Texte à lire:
##########
Quand le monde et le Monde font leur miel du miel « contaminé »

7 Décembre 2017 , Rédigé par Seppi Publié dans #Abeilles, #Activisme, #Article scientifique

Quand le monde et le Monde font leur miel du miel « contaminé »

 

 

Le 5 octobre 2017 (date sur la toile), le Monde de M. Stéphane Foucart publiait avec gourmandise « Les trois quarts des miels du monde sont contaminés par des néonicotinoïdes ». Voilà une mauvaise nouvelle pour « la Planète » qui ne pouvait qu'être une bonne nouvelle pour les prêcheurs de l'apocalypse. Une nouvelle qui a eu beaucoup de succès dans les médias et sur les réseaux sociaux.

 

À vrai dire, la nouvelle n'était pas tellement mauvaise. Selon le chapô :

 

« Les concentrations de produits présenteraient un faible risque pour l’homme, mais sont susceptibles de provoquer des troubles pour les insectes. »
##########
Données fournies:
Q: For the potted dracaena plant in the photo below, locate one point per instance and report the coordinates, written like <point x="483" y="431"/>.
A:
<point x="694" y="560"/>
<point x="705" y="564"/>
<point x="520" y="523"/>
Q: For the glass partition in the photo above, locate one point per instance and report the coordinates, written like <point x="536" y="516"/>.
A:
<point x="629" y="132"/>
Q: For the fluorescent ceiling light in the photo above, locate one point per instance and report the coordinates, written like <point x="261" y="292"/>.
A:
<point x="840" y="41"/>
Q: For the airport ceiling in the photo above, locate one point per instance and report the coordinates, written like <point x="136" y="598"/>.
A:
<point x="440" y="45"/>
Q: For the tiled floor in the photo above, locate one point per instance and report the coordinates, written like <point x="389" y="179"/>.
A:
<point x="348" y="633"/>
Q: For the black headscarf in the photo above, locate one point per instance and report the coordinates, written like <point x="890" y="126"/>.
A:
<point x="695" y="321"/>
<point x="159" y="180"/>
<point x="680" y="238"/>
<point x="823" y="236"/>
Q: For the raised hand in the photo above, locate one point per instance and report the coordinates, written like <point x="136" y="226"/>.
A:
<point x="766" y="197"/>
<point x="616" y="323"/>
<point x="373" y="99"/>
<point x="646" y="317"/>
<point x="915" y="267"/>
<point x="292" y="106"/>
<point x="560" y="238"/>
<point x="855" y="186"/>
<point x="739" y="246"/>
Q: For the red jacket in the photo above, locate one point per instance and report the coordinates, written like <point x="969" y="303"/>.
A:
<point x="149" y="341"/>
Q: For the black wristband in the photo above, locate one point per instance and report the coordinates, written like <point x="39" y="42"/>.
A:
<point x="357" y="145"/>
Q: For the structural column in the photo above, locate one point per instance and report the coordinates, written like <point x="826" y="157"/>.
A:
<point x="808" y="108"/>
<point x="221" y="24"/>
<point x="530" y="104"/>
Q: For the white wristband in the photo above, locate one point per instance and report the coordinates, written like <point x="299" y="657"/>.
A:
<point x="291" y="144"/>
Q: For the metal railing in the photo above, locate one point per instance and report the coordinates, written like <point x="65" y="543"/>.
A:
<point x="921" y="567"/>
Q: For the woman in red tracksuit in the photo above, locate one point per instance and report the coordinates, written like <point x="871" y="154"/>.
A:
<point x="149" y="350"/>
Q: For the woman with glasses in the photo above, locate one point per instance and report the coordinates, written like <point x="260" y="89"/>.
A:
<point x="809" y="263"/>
##########
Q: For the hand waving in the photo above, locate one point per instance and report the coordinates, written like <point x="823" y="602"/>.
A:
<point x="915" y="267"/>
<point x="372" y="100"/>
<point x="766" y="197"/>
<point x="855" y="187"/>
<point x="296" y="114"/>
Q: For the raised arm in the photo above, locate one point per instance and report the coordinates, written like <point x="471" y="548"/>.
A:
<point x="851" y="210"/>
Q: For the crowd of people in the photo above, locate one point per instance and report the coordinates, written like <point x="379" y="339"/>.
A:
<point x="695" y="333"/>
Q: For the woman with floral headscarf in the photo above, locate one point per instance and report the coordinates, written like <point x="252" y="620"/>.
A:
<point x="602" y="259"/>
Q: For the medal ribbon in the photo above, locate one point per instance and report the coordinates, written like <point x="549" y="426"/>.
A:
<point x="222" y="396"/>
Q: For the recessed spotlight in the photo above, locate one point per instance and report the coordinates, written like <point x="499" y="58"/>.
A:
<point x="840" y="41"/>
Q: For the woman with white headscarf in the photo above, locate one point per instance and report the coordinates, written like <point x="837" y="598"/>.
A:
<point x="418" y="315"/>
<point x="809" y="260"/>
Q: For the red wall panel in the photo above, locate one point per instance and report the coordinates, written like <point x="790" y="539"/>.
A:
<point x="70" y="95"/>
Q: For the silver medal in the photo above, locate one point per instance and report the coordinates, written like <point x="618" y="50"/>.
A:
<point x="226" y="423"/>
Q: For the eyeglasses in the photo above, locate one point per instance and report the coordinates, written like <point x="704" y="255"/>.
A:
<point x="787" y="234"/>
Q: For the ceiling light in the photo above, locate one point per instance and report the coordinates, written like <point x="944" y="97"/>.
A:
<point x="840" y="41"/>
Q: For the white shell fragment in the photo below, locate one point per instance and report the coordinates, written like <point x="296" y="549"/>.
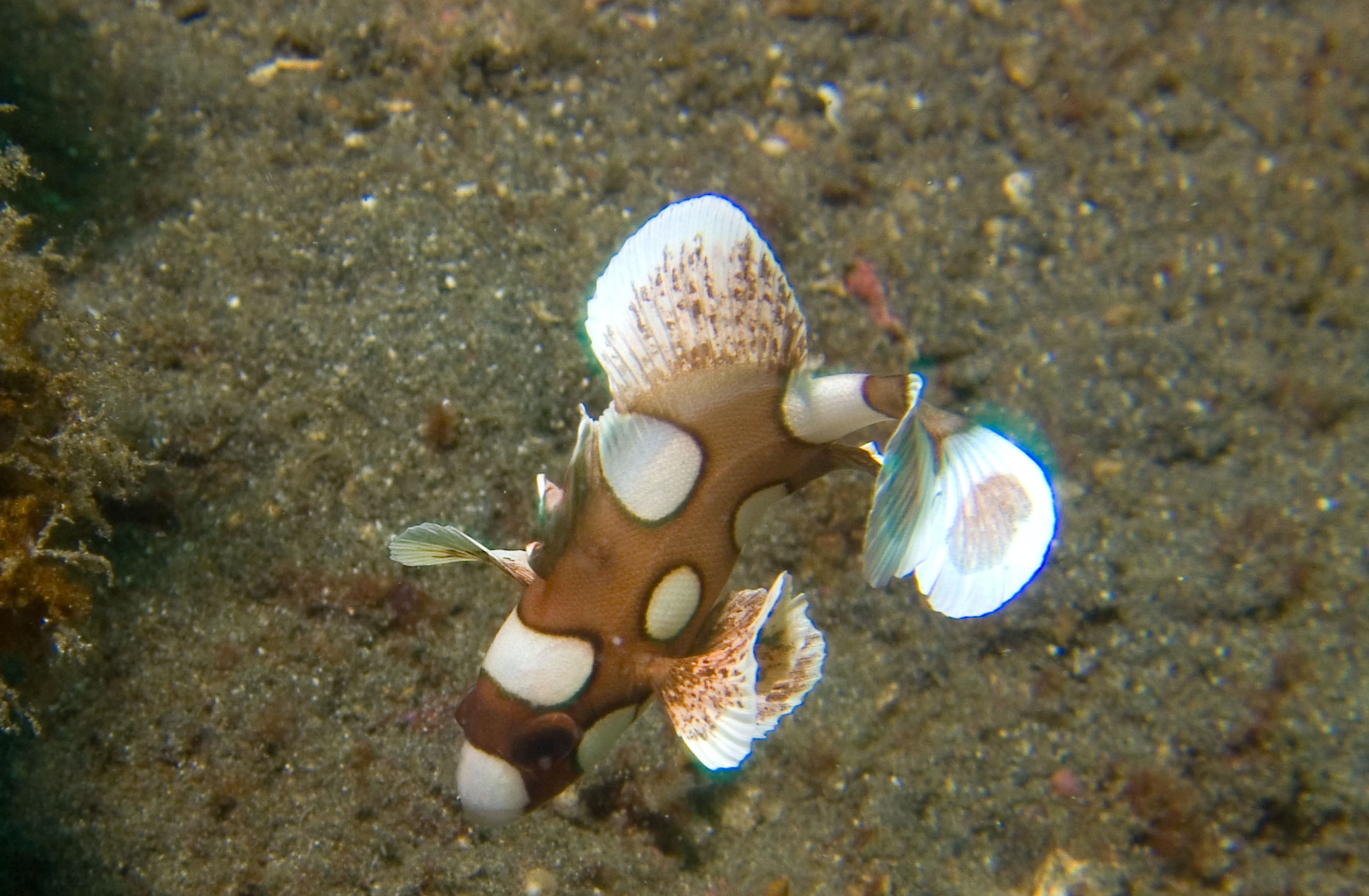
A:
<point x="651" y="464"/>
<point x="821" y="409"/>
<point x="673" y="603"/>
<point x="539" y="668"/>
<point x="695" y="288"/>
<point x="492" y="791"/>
##########
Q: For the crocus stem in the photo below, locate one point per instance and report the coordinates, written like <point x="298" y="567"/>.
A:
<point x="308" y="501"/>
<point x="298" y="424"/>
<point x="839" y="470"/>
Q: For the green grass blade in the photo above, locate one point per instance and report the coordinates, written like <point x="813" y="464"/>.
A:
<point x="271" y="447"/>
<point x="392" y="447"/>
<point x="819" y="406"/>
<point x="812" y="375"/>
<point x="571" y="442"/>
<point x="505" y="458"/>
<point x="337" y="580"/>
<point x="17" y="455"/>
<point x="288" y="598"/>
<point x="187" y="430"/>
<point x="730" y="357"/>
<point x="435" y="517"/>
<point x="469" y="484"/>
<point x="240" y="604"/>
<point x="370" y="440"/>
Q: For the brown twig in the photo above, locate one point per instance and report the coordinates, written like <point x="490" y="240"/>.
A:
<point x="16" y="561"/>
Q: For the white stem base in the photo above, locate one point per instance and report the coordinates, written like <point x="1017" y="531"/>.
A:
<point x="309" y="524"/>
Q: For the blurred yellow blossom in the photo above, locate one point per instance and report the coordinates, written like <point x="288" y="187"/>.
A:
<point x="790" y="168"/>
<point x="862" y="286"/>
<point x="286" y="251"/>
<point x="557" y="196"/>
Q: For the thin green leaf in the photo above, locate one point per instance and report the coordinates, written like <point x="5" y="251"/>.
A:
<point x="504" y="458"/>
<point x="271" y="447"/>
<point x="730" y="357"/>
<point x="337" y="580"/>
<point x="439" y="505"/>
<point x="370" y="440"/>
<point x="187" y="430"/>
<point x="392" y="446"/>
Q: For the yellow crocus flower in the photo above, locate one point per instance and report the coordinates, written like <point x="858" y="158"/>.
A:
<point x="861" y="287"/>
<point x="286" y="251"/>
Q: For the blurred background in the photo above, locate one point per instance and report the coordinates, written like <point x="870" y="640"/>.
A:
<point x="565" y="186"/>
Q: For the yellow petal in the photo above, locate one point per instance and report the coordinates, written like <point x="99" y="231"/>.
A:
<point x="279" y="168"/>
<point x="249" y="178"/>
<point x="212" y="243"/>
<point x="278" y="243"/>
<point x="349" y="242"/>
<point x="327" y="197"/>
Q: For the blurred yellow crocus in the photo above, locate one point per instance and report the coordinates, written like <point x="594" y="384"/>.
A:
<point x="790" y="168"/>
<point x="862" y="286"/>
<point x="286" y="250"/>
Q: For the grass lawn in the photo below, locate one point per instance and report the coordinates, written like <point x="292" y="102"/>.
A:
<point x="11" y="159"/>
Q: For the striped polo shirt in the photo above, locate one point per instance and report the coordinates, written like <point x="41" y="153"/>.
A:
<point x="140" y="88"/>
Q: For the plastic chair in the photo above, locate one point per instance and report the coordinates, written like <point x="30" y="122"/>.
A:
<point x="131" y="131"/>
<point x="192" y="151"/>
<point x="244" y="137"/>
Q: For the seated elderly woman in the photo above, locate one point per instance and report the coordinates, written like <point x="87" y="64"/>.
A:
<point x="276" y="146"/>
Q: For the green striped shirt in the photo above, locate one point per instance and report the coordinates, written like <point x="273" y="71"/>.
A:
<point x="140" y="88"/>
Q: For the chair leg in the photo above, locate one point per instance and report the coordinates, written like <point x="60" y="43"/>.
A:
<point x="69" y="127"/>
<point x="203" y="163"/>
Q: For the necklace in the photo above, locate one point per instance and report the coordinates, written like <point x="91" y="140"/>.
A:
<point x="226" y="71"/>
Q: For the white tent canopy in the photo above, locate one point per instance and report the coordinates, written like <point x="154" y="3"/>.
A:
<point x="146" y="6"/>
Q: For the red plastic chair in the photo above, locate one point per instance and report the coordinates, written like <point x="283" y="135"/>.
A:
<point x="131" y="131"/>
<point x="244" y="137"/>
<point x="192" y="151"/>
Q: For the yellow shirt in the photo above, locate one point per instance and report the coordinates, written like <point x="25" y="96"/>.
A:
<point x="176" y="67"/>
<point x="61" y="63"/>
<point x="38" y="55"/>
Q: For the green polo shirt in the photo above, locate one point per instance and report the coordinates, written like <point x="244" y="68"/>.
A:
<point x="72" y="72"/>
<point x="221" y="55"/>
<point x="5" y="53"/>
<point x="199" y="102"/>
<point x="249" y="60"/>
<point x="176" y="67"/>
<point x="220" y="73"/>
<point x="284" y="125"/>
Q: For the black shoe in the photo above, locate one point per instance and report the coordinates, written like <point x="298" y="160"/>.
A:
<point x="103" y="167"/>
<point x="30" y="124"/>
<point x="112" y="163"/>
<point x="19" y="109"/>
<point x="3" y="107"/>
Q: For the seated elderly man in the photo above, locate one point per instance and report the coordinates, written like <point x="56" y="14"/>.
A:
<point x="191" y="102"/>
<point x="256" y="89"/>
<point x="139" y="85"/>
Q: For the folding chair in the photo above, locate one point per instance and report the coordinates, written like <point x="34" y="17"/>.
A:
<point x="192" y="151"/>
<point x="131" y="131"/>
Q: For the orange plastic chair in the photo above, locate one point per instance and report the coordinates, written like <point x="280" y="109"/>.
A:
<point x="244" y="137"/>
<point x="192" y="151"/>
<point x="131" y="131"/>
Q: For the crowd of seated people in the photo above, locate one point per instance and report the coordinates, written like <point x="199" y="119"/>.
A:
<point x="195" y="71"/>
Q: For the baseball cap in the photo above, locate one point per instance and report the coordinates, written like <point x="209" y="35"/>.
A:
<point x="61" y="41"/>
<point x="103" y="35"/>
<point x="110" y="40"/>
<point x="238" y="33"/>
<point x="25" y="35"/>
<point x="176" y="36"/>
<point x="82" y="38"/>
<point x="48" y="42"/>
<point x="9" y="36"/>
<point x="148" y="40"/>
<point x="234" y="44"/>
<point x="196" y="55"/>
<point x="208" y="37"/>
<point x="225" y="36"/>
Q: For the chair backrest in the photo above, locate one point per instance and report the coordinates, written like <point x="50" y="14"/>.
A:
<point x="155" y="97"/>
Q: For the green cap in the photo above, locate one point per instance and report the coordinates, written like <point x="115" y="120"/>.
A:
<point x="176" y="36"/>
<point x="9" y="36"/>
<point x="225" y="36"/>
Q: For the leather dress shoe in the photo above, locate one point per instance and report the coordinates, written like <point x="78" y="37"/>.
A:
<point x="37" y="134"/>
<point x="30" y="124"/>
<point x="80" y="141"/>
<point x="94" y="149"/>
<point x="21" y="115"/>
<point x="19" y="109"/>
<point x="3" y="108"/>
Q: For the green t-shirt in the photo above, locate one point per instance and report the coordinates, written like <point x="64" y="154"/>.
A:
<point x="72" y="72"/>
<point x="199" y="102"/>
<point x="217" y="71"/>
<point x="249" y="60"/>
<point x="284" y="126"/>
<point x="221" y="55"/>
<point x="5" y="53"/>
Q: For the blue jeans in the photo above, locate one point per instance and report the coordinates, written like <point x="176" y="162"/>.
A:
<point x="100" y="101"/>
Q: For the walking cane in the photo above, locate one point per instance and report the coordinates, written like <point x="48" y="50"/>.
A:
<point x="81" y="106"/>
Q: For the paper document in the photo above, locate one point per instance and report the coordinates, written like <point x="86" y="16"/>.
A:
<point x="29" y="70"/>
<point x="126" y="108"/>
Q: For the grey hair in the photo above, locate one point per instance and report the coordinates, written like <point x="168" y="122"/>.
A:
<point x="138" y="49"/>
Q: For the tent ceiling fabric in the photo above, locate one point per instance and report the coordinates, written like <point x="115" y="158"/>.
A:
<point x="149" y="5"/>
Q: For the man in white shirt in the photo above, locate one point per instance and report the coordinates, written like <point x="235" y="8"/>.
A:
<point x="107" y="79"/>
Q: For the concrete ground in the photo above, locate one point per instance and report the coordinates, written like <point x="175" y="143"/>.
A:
##########
Pouvez-vous résumer en deux phrases le texte sur le miel « contaminé » ?

Le 5 octobre 2017, le Monde a publié un article affirmant que les trois quarts des miels du monde sont contaminés par des néonicotinoïdes, une nouvelle qui a eu beaucoup de succès dans les médias et sur les réseaux sociaux. D'après le chapô de cet article, les concentrations présenteraient un faible risque pour l'homme mais pourraient provoquer des troubles chez les insectes, si bien que la nouvelle n'était pas tellement mauvaise.